--- Consigne ---
Recopiez le passage du texte sur le procès de Nicolas Bonnemaison compris entre « L’urgentiste de Bayonne » et « exerçait depuis 2004. », ces deux extraits inclus.

--- Texte proposé ---
◇ ◇ ◇ ◇ ◇ ◇ ◇

L’urgentiste de Bayonne Nicolas Bonnemaison, 53 ans, comparaît du 11 au 27 juin devant la Cour d’assises des Pyrénées-Atlantiques à Pau, pour l’empoisonnement de sept patients en fin de vie, cinq femmes, et deux hommes, entre mars 2010 et juillet 2011, dans l’unité d’hospitalisation de courte durée (UHCD) du service des urgences de l’hôpital de Bayonne, où il exerçait depuis 2004.
Dénoncé en août 2011 par des infirmières et une aide-soignante, le Dr Bonnemaison a toujours assumé ses actes sans les revendiquer, destinés, selon lui, à « mettre fin à des souffrances extrêmes ». Réfutant l’étiquette de « militant de l’euthanasie », l’urgentiste dit « avoir sa conscience pour lui ». « Il a toujours expliqué avec franchise et honnêteté ce qui s’est passé. Il est tenaillé par la crainte de ne pas être compris », a indiqué son avocat Me Arnaud Dupin.
Il encourt la réclusion criminelle à perpétuité
D’après l’enquête, le Dr Bonnemaison aurait utilisé l’Hypnovel, un psychotrope, et au moins une fois le Norcuron, à base de curare, utilisé en anesthésie. Aucune famille n’a porté plainte. Une s’est néanmoins portée partie civile, se disant choquée par un pari que l’urgentiste aurait fait, au sein de son service, sur l’espérance de vie de sa patiente, âgée de 86 ans. Il devrait être jugé par un jury populaire, quelque 70 témoins devraient être entendus. Il encourt la réclusion criminelle à perpétuité.
L’urgentiste a été suspendu en 2011 et radié définitivement de l’Ordre national des médecins en avril 2014. Dans ses attendus, la chambre disciplinaire nationale rappelle que le Dr Bonnemaison ne conteste pas les faits et que « ces manquements sont donc définitivement acquis ». Elle rappelle également que « les poursuites pénales et disciplinaires engagées contre un médecin sont indépendantes, et que le juge disciplinaire n’est pas tenu d’attendre la décision du juge pénal pour statuer ». Elle cite enfin l’article R 4 127-38 du code de la Santé publique qui stipule que le médecin « n’a pas le droit de provoquer délibérément la mort ». Le Dr Bonnemaison a reçu le soutien de 250 praticiens, qui ont écrit une lettre ouverte à François Hollande ; une pétition en sa faveur a recueilli 60 000 signatures.

◇ ◇ ◇ ◇ ◇ ◇ ◇

--- Données enregistrées ---

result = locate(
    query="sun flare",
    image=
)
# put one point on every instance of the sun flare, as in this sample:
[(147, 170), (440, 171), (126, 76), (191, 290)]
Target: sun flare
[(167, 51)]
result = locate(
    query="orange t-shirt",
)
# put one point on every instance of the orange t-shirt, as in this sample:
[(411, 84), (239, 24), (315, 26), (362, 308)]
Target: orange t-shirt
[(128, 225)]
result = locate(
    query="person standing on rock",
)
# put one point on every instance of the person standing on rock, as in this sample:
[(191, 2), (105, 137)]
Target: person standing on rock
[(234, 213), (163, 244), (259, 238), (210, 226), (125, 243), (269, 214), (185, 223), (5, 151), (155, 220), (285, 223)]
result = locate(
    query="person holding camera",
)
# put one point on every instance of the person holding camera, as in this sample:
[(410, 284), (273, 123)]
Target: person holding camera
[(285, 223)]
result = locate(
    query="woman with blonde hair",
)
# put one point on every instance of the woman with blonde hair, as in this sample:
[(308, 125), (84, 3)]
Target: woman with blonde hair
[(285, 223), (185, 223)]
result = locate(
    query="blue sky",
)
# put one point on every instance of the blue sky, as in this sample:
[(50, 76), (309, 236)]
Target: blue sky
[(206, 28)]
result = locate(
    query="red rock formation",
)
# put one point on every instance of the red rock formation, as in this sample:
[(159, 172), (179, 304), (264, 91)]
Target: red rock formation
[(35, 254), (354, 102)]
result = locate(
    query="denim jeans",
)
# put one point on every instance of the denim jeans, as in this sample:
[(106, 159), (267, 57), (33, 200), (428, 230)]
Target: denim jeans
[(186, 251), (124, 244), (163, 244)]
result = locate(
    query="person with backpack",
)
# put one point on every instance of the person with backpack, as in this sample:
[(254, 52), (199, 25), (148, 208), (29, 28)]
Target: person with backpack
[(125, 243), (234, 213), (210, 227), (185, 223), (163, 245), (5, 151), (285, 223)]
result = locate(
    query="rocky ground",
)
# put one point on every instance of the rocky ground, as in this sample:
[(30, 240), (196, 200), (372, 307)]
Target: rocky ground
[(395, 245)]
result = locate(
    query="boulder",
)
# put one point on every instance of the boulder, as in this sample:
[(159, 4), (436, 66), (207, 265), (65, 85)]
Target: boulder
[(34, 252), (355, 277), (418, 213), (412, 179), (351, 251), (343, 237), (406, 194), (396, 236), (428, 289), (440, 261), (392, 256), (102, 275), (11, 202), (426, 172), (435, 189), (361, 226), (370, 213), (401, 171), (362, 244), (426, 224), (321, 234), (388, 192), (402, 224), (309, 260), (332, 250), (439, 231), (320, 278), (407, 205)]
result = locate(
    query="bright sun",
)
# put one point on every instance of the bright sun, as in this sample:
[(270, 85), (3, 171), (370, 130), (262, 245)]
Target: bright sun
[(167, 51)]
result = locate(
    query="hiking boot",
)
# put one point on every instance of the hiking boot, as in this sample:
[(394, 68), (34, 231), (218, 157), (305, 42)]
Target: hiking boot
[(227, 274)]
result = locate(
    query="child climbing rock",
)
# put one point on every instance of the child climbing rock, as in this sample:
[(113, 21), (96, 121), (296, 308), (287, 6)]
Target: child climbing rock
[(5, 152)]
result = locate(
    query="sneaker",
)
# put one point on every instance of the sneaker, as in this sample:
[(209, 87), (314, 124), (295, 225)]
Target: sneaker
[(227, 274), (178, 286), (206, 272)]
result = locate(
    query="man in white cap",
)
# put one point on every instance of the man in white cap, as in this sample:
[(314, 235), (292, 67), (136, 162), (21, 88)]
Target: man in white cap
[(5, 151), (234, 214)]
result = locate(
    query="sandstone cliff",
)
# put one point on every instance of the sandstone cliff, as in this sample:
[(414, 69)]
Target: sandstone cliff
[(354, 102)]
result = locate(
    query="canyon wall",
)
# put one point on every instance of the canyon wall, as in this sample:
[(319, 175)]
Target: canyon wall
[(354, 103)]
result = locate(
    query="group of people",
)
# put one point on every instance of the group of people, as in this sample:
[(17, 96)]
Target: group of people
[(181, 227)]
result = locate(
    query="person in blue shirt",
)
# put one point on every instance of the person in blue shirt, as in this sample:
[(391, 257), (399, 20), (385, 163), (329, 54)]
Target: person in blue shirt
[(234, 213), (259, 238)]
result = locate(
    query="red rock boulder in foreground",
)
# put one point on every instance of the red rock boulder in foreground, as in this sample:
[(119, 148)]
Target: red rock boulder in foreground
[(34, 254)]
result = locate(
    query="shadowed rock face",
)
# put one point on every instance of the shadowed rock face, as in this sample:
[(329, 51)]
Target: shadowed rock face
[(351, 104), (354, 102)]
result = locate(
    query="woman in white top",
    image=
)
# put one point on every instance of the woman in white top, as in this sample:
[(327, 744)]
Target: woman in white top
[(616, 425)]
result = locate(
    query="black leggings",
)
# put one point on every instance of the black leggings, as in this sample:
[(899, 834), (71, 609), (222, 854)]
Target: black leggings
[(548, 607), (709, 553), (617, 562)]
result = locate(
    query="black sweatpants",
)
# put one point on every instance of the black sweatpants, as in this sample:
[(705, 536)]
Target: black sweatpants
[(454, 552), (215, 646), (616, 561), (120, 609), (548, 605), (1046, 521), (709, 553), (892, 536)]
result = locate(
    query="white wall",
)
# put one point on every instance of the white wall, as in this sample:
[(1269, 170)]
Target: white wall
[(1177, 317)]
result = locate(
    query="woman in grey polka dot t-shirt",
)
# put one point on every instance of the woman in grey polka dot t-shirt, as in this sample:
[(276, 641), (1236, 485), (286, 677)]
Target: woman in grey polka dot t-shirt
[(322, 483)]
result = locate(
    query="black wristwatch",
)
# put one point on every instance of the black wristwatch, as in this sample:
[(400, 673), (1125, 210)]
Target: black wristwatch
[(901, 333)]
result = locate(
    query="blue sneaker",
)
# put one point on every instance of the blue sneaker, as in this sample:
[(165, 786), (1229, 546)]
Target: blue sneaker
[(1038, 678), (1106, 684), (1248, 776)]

◇ ◇ ◇ ◇ ◇ ◇ ◇

--- Corrigé rédigé ---
L’urgentiste de Bayonne Nicolas Bonnemaison, 53 ans, comparaît du 11 au 27 juin devant la Cour d’assises des Pyrénées-Atlantiques à Pau, pour l’empoisonnement de sept patients en fin de vie, cinq femmes, et deux hommes, entre mars 2010 et juillet 2011, dans l’unité d’hospitalisation de courte durée (UHCD) du service des urgences de l’hôpital de Bayonne, où il exerçait depuis 2004.